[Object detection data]
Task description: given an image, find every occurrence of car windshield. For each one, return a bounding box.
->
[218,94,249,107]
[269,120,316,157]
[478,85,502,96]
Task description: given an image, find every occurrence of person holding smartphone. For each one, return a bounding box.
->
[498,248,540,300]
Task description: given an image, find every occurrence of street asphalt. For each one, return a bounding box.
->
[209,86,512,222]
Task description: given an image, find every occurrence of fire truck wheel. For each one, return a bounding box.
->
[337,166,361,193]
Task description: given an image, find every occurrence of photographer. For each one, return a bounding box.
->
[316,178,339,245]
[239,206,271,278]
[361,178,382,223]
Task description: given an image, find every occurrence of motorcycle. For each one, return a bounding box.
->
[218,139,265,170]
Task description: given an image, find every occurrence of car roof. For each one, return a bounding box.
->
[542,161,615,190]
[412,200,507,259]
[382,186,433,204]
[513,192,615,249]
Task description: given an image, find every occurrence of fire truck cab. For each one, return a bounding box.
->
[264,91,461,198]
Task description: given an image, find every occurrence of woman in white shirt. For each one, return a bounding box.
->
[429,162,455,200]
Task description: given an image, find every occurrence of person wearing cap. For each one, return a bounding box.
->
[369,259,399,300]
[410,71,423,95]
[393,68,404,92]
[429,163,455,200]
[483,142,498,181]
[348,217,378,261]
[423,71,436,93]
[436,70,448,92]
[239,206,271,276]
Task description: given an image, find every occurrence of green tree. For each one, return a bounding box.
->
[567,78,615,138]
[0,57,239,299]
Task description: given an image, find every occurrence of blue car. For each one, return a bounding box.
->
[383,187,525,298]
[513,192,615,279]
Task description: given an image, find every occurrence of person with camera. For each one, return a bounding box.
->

STATED GOAL: Reproduce the listing above with "bounding box" replaced by "rectangular region" everywhere it occurs, changing nothing else.

TASK ANSWER:
Task description: given an image, find every occurrence of car windshield. For each one, return a rectangular region.
->
[218,94,249,107]
[269,120,316,157]
[478,85,502,96]
Task description: given an image, find every occurrence of person holding smartphone. For each one, return a rectangular region.
->
[498,248,540,300]
Task description: given an image, find every occurrence of street asphalt. For each one, return a rectangular region.
->
[209,86,512,222]
Task description: given an image, find every occurrence of fire truck wheel. For each one, return a rectangular region.
->
[337,166,361,193]
Task description: given an image, find every occurrence of photographer. For each one, return a rectangular region.
->
[316,178,339,245]
[239,206,271,278]
[361,178,382,223]
Task description: given an image, find every occurrence of motorcycle. For each one, return a rectangular region.
->
[218,139,265,170]
Task description: given an image, find every occurrence of car roof. For each one, return a rectangular region.
->
[542,161,615,190]
[412,200,507,259]
[382,186,433,204]
[513,192,615,249]
Task description: given an image, find every occurrence of fire truck cab. For each one, return a rectangular region.
->
[264,91,461,198]
Task description: given an image, find every occurrence of woman in white shirt. For each one, return a rectangular region.
->
[429,162,455,200]
Task description: given an image, find every occurrence of person wearing cap. For each one, return a rectangular region.
->
[369,259,399,300]
[410,71,423,95]
[393,68,404,92]
[429,163,455,200]
[483,142,498,181]
[348,217,378,261]
[423,71,436,93]
[436,70,448,92]
[239,206,271,276]
Task description: given an image, find every occurrence of green tree. For each one, return a rectangular region.
->
[567,78,615,138]
[0,57,239,299]
Task description: given an image, find every occurrence of blue car. For each one, return a rectangular region.
->
[383,187,525,298]
[513,192,615,279]
Task description: given an image, find every occurrence of person with camera. For each one, return a rectangular region.
->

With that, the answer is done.